The exercise: Copy all of the entries below word for word, leaving out the pictures.

Lines of data:
+--

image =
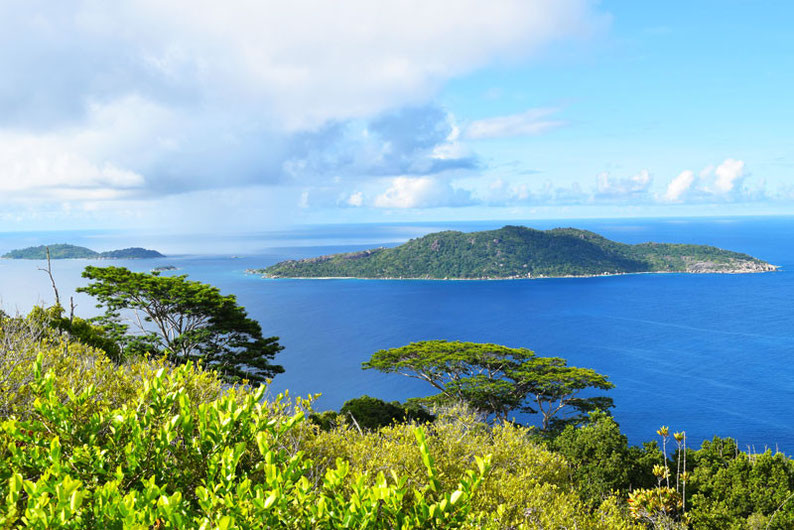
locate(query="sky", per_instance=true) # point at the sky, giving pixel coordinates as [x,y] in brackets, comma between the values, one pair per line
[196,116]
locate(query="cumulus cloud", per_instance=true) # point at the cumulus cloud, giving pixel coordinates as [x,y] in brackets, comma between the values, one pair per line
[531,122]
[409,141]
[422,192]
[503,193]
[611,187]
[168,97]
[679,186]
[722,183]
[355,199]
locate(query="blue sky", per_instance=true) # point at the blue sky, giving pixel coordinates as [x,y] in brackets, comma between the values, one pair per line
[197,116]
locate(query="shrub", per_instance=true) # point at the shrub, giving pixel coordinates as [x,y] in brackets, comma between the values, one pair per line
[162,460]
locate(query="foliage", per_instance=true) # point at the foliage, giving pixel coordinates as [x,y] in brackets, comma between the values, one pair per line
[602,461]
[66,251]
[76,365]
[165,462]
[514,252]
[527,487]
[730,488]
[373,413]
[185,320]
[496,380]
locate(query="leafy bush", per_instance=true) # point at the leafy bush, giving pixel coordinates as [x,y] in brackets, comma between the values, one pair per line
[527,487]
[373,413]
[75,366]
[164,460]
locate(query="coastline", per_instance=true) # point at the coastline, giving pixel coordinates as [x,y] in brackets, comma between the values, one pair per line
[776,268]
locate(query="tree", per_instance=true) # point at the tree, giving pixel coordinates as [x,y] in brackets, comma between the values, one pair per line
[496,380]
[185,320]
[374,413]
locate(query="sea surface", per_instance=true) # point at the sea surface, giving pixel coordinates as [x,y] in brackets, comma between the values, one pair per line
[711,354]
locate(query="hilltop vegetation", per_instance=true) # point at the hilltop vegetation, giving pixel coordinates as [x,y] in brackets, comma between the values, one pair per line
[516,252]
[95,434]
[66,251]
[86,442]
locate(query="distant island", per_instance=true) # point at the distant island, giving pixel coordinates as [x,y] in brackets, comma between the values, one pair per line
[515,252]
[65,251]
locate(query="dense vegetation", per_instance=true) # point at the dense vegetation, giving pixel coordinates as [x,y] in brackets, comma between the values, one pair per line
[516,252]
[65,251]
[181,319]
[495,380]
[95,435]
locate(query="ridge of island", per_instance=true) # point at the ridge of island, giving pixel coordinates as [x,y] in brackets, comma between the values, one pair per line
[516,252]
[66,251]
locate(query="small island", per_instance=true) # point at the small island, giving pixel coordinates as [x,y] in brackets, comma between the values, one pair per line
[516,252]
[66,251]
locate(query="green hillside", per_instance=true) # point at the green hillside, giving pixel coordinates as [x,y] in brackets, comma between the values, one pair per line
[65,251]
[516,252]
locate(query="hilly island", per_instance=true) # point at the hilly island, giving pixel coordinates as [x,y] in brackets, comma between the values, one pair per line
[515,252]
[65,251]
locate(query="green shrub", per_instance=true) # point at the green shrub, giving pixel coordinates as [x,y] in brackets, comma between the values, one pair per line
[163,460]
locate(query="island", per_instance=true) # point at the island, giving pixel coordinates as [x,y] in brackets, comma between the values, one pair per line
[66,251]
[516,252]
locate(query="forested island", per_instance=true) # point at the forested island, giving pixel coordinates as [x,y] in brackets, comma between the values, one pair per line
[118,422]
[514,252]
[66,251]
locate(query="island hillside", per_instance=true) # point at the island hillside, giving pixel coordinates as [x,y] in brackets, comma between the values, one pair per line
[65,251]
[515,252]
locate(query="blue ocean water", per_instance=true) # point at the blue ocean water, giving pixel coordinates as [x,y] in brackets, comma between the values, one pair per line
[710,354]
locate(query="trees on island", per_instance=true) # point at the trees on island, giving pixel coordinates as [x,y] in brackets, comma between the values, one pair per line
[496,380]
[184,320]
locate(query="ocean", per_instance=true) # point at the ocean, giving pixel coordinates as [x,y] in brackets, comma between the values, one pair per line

+--

Output of the exercise:
image =
locate(query="sky", per_instance=true) # point at the sky, giving pixel coordinates as [x,y] in brackets, comma between the values, one pair per line
[196,116]
locate(query="cumulus cloud", per_instance=true) # point at the cumulus cloud, giving pixel coordinates as [x,y] in brackets, comma between the values, one pair per line
[531,122]
[409,141]
[422,192]
[503,193]
[611,187]
[168,97]
[679,186]
[722,183]
[355,199]
locate(query="blue sky", per_instance=true) # point at the blue sky, giving pixel coordinates as [x,y] in brackets, comma between the values, one pair per line
[197,116]
locate(query="shrub", per_instance=true) # point at the shrub, giving pixel coordinates as [x,y] in brackets, comma between the values, one pair per line
[162,460]
locate(query="foliage", per_instance=true) # point at the foliage, giving pixel coordinates as [x,y] in brackets, comma between the values, one pair per line
[602,461]
[66,251]
[76,365]
[165,462]
[514,252]
[527,487]
[730,488]
[373,413]
[185,320]
[496,380]
locate(query="leafy bush", per_instance=true) # point at the leafy bush, giving pixel coordinates as [x,y] in brackets, comma between the values, one pair per line
[527,487]
[373,413]
[75,366]
[164,460]
locate(query="coastline", per_instance=true) # point at the coastline, giving pixel coordinates as [x,y] in brackets, comma between the values, one pair per line
[776,268]
locate(query="tree", per_instance=true) # point at the tree, giving pixel coordinates as [x,y] in brackets, comma between the values, one pair per line
[496,380]
[185,320]
[374,413]
locate(query="sea surface", per_instance=true) # point at the sea surface, giving pixel coordinates as [x,y] in brackets, comma between the values, one pair per line
[711,354]
locate(query="hilltop vegetation", per_instance=true) # point at the hilltop vegetation, giving pixel coordinates as [x,y] in brackets, comma between the values, one pair per line
[516,252]
[95,434]
[66,251]
[86,442]
locate(query="distant island", per_instance=true) # point at the distant island, giving pixel coordinates as [x,y] in brackets, comma between the values, one pair per line
[515,252]
[65,251]
locate(query="dense vegetation", per_instance=true) # point at the dense vegetation, giving pixel coordinates as [x,y] in brackets, comma between the values, one pair per line
[516,252]
[65,251]
[181,319]
[495,380]
[95,435]
locate(query="ridge of island", per_instance=true) # point at the ridge of island, giving pixel coordinates as [x,y] in brackets, comma between the values, one pair per line
[516,252]
[66,251]
locate(query="small island", per_instance=true) # point at the small island, giving pixel coordinates as [x,y] in brackets, comma between the values, one pair per line
[516,252]
[66,251]
locate(query="green hillside", per_instance=true) # point at the green hillside, giving pixel coordinates as [x,y] in brackets, comma between the values, one pair per line
[65,251]
[516,252]
locate(query="hilly island", per_instance=true) # point at the hilly island, giving pixel coordinates as [x,y] in brackets, comma between the values, one pair per line
[515,252]
[65,251]
locate(query="green shrub", per_instance=true) # point at the green shrub, giving pixel coordinates as [x,y] in brackets, comma between the values, one pair per line
[163,460]
locate(query="island", per_instance=true) # point at the island, giving pixel coordinates as [x,y] in brackets, comma between the values, one pair per line
[66,251]
[516,252]
locate(query="forested island", per_instance=true) # point at the forested island, giving pixel coordinates as [x,y] in brackets, comma between the values, one pair per line
[118,422]
[514,252]
[66,251]
locate(query="island hillside", per_instance=true) # point at the island hillside, giving pixel coordinates as [x,y] in brackets, comma between the values, one pair per line
[65,251]
[515,252]
locate(query="blue ocean water", per_instance=true) # point at the blue ocean water, giving pixel coordinates as [x,y] in brackets, comma between the values, one pair per line
[710,354]
locate(query="trees on island", per_instance=true) # point at the trees on island, giving pixel coordinates as [x,y] in brackets, comma between the values, one pair per line
[496,380]
[184,320]
locate(query="ocean", per_instance=true) # point at the ocean, giving pixel coordinates as [x,y] in brackets, comma between the values, one pair per line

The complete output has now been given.